### GIVEN INFORMATION:

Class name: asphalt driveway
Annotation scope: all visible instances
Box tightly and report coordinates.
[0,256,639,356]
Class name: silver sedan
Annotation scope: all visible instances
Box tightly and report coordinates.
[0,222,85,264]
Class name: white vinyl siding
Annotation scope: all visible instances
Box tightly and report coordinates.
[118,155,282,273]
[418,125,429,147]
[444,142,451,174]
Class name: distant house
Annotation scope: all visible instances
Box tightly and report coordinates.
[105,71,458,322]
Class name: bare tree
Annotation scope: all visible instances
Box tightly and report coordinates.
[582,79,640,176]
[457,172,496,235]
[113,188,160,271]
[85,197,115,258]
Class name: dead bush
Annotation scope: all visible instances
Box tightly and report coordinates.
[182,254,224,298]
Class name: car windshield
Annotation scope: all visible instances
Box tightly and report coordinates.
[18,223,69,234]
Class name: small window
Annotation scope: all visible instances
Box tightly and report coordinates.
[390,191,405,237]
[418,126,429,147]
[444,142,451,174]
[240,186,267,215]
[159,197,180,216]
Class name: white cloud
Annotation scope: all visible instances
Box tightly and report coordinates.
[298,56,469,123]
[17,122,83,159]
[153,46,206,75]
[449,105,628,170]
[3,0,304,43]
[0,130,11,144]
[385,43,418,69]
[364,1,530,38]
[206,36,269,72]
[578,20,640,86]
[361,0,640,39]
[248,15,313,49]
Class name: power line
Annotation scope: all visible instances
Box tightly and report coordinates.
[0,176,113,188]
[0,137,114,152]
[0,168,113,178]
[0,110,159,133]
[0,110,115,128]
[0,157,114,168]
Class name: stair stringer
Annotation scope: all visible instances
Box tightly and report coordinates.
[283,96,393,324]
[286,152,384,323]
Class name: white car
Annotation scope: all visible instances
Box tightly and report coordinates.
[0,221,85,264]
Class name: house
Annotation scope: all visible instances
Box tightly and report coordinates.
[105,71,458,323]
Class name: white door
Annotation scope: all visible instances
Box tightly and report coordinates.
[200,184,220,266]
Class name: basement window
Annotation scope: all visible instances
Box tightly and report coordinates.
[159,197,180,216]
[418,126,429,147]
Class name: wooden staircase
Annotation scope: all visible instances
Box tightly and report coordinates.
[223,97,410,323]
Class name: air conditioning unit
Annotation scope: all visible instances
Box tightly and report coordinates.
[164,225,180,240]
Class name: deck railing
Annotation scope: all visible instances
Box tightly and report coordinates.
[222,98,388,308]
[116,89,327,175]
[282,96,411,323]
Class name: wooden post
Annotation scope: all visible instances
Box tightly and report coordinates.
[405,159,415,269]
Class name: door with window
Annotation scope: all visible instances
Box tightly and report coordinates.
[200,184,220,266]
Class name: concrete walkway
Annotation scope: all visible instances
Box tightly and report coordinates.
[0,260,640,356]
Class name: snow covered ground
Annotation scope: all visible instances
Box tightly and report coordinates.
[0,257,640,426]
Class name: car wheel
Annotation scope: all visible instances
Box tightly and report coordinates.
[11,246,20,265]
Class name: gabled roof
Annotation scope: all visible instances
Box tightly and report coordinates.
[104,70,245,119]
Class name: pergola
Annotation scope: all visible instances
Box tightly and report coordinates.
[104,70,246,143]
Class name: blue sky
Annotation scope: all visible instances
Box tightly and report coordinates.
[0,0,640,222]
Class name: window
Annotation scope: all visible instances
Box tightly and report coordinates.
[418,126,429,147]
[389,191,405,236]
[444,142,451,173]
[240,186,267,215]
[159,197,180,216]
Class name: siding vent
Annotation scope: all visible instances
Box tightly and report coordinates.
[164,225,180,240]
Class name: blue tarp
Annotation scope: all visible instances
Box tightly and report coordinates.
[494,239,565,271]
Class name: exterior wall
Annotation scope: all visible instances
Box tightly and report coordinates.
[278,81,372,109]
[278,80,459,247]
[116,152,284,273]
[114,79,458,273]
...
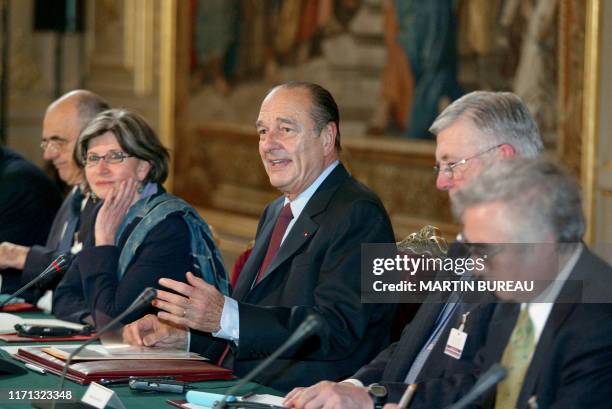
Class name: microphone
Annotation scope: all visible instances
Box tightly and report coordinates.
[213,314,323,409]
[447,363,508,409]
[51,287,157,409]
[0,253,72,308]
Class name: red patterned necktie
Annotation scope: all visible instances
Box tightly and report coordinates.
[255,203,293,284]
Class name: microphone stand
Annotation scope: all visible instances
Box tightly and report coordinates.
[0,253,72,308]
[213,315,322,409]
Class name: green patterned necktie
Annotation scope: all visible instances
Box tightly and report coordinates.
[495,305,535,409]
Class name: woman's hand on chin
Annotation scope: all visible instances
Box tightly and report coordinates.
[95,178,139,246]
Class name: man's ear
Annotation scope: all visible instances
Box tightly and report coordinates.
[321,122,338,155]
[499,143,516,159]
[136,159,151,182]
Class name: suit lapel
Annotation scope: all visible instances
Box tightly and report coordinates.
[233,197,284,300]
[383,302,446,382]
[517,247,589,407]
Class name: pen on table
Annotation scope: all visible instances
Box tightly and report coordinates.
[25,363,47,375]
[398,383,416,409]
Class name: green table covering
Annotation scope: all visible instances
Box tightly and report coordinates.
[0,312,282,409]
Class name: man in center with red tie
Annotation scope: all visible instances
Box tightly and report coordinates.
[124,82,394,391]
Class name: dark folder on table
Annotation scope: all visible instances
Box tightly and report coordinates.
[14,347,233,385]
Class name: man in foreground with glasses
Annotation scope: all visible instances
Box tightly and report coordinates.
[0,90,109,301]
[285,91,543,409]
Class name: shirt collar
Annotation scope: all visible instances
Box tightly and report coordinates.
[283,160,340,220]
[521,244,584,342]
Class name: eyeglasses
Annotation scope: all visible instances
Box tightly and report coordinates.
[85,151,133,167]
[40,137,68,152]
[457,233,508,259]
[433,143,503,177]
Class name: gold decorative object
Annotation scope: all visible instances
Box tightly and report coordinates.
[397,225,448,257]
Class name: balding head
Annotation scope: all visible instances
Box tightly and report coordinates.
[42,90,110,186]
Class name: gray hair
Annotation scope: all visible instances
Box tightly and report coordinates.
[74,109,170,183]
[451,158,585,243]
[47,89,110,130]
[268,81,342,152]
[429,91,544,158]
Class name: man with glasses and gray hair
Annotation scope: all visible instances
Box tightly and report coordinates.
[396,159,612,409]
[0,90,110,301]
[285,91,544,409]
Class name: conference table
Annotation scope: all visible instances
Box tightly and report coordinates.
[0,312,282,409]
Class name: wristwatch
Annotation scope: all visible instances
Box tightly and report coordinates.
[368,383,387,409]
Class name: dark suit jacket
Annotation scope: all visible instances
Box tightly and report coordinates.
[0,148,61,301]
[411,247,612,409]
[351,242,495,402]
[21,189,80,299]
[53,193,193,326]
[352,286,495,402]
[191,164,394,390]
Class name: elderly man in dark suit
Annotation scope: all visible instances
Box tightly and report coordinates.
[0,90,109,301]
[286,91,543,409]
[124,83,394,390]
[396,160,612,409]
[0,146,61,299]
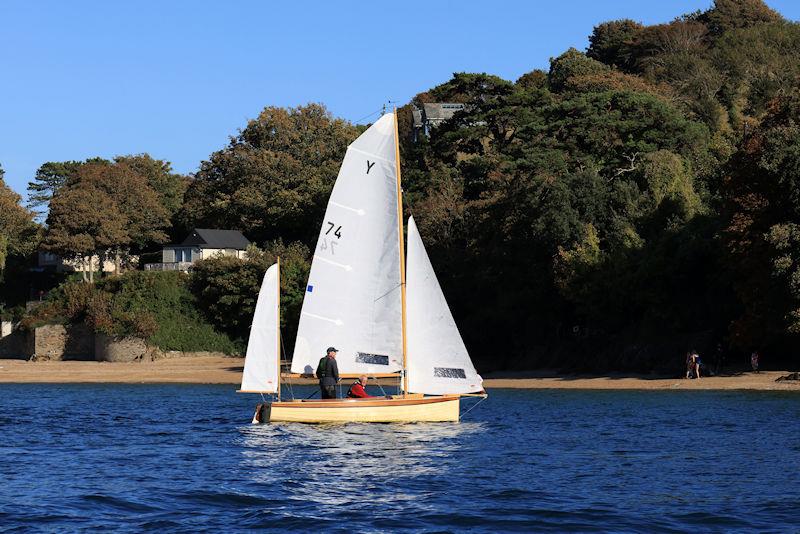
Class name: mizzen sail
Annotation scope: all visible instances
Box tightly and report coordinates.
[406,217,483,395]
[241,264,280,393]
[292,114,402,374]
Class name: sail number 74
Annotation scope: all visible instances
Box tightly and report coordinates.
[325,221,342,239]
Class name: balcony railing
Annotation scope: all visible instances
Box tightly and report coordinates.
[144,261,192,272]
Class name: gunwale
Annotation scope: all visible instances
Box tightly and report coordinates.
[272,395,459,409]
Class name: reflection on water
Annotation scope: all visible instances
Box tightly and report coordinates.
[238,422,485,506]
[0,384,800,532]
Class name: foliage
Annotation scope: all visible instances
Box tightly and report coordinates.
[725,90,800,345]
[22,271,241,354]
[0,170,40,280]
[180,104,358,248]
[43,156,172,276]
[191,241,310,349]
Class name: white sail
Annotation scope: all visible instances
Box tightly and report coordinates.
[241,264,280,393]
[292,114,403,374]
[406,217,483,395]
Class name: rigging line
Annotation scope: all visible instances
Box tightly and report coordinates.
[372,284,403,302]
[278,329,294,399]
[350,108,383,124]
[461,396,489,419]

### EXERCISE DESCRIPTION:
Please convert the lines of the records into a numbered list with blank lines omitted, beginning at the line that has "Class name: man in center with red tie" and stopping after the line that has "[191,164,394,390]".

### COMPLETE ANSWER:
1. Class name: man in center with red tie
2. Annotation scope: all visible instances
3. Box tightly and report coordinates.
4. [124,82,394,391]
5. Class name: dark folder on table
6. Annotation scope: all visible instances
7. Box tightly and report coordinates.
8. [14,347,233,385]
9. Class name: man in foreground with glasses
10. Annotation scope: all visible instances
11. Box tightly and report coordinates.
12. [0,90,109,301]
13. [285,91,543,409]
14. Class name: shirt collar
15. Annotation scope: all visible instances
16. Box tightly and report coordinates.
17. [283,160,340,220]
18. [521,244,584,342]
19. Class name: eyeglasses
20. Annotation scope: all visible instances
21. Box tightly and report coordinates.
22. [85,151,133,167]
23. [40,137,68,152]
24. [457,233,508,259]
25. [433,143,503,177]
26. Class name: gold decorative object
27. Annotation scope: all visible instances
28. Box tightly and report coordinates.
29. [397,225,448,257]
30. Class name: balding head
31. Annotation scope: all visible instances
32. Box tightly and report coordinates.
33. [42,90,110,186]
34. Class name: gray hair
35. Annotation scope: all visible instances
36. Box tightly and report coordinates.
37. [74,109,170,183]
38. [451,158,585,243]
39. [47,89,110,130]
40. [268,81,342,152]
41. [429,91,544,158]
42. Class name: man with glasses and gray hair
43. Annotation scope: all visible instances
44. Box tightly and report coordinates.
45. [396,159,612,409]
46. [0,90,110,301]
47. [285,91,544,409]
48. Class name: conference table
49. Annotation scope: all visible instances
50. Box tightly and report coordinates.
51. [0,312,282,409]
52. Class name: wristwatch
53. Annotation scope: all visible instances
54. Box tightly and report coordinates.
55. [368,383,387,409]
56. Class name: dark suit jacket
57. Annotation scope: all visible instances
58. Box tightly and report coordinates.
59. [0,148,61,301]
60. [411,247,612,409]
61. [351,242,495,402]
62. [21,189,80,299]
63. [53,193,193,326]
64. [352,286,495,402]
65. [191,164,394,390]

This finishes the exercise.